Excerpts from a pointing dataset:

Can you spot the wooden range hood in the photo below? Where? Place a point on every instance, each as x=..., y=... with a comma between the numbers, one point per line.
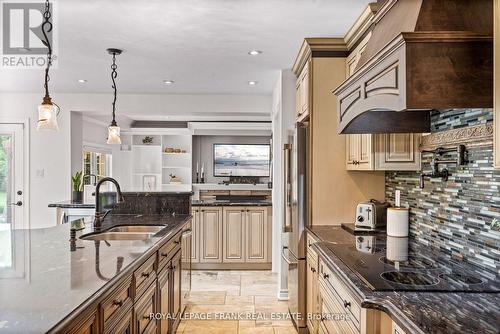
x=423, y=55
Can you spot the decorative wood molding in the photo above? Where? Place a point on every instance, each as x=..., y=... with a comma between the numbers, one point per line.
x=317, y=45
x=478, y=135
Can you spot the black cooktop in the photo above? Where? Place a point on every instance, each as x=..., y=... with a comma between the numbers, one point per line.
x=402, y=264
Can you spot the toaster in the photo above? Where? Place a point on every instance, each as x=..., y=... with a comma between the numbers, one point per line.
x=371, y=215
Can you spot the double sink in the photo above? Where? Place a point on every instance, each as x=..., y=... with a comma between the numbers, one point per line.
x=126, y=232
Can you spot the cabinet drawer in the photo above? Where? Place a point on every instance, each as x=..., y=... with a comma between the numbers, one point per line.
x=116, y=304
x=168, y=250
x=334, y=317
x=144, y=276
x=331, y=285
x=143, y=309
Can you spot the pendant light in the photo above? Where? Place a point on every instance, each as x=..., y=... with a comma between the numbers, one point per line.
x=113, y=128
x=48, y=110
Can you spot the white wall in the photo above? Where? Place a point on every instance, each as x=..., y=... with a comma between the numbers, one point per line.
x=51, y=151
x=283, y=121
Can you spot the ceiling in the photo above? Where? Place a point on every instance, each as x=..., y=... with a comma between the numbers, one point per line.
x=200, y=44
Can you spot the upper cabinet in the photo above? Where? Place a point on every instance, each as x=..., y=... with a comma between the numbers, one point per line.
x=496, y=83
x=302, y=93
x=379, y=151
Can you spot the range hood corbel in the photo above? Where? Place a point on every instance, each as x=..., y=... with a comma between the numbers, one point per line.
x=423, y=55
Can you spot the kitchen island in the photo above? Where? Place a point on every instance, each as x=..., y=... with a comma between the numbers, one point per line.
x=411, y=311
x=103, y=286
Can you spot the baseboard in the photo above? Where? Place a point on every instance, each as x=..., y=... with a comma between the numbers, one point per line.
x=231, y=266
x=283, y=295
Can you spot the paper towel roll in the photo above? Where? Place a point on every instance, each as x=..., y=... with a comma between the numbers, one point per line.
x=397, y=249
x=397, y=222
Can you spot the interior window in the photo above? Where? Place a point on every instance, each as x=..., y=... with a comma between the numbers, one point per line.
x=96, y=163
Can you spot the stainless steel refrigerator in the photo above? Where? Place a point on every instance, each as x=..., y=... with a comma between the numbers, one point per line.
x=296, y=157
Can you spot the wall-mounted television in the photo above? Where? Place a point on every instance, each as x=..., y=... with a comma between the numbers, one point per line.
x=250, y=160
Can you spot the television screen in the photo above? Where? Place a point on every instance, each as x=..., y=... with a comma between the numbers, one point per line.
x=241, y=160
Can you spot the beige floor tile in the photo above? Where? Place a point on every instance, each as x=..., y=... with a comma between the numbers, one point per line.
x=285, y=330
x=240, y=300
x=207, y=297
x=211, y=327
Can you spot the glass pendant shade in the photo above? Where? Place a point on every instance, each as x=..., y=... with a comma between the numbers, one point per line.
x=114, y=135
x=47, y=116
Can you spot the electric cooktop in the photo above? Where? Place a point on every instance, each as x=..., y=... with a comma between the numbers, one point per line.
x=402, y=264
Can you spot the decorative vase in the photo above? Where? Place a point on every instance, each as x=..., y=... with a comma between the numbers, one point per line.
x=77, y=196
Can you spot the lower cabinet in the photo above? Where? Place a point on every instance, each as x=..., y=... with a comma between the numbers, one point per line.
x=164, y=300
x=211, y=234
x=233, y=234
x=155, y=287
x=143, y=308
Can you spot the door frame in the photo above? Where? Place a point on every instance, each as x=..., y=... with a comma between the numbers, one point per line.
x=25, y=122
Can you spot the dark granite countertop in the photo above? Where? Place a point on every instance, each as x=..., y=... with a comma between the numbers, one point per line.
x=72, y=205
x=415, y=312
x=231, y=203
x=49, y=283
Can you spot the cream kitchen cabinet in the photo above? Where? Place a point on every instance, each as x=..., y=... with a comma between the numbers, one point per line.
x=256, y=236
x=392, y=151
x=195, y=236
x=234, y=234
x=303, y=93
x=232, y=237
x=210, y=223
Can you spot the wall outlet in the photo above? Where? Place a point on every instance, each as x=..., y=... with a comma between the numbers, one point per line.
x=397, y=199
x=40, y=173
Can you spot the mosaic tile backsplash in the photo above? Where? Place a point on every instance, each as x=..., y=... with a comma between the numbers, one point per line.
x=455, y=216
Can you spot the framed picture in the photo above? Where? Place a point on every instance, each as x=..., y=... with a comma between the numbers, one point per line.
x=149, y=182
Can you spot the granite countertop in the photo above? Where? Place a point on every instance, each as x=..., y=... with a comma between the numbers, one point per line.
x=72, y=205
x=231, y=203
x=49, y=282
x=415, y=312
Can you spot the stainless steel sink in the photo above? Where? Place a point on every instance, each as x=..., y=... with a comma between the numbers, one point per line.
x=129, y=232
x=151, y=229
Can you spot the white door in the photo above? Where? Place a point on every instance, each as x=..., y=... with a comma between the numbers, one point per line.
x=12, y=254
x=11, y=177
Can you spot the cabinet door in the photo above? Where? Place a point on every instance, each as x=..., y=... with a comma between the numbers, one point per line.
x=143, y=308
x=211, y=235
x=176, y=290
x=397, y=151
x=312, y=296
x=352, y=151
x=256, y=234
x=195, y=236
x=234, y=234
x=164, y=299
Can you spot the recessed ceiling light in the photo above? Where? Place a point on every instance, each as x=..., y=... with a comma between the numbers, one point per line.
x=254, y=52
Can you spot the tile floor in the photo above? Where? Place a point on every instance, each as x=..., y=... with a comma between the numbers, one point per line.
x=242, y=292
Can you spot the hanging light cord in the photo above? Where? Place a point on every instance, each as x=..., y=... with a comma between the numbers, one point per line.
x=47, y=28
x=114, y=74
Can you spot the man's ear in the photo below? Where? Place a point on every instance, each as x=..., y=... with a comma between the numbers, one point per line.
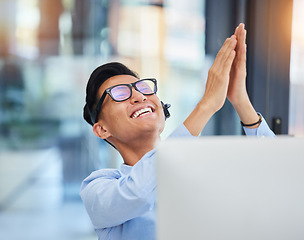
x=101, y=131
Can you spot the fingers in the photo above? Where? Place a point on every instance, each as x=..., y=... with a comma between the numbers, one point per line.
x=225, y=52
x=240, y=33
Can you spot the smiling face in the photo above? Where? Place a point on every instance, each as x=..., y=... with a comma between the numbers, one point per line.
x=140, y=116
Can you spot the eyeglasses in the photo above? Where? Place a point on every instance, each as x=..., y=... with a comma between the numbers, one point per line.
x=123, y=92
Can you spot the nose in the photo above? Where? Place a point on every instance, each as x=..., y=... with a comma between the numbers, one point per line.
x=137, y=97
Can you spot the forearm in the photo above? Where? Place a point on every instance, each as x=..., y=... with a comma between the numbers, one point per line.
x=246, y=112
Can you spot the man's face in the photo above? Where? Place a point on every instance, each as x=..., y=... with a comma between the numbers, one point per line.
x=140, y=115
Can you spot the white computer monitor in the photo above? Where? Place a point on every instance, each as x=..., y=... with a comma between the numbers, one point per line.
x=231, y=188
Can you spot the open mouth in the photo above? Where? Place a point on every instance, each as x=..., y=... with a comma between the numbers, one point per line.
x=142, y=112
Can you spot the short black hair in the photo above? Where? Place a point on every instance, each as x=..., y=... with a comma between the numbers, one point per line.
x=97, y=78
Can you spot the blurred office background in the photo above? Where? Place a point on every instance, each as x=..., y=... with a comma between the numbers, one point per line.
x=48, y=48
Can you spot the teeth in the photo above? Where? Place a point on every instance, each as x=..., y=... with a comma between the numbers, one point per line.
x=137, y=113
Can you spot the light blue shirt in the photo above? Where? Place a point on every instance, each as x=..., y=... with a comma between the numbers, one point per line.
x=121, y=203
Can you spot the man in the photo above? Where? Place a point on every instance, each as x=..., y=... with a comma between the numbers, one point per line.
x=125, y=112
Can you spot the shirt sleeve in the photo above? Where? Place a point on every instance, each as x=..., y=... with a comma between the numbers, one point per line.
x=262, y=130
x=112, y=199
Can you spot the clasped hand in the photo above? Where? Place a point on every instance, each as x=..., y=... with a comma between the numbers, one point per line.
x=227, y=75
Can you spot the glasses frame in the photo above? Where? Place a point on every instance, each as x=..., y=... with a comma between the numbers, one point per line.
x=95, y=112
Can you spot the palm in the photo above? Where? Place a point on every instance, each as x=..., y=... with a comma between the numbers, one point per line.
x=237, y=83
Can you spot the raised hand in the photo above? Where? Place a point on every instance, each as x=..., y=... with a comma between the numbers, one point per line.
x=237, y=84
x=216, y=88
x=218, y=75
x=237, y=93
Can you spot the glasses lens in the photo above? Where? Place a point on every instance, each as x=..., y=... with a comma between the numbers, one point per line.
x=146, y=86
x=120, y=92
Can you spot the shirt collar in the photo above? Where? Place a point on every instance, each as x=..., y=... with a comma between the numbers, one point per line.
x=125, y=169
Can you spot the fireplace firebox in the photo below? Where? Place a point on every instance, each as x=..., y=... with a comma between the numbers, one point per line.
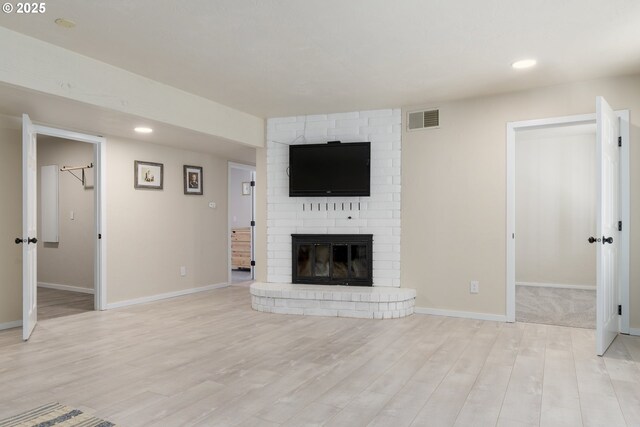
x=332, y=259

Directive: Reproduce the lines from the start of the entries through the line that contains "x=478, y=135", swapping "photo" for "image" and changing nothing else. Omit the pictures from your answer.

Problem solution:
Can you spot the wooden range hood in the image below? Where? Place a point on every instance, each as x=..., y=... with a comma between the numbers, one point per line.
x=423, y=55
Can you spot the decorative wood molding in the image above? Where? Place a point on every instance, each as x=..., y=... with a comma between the numbers, one point per line.
x=317, y=45
x=478, y=135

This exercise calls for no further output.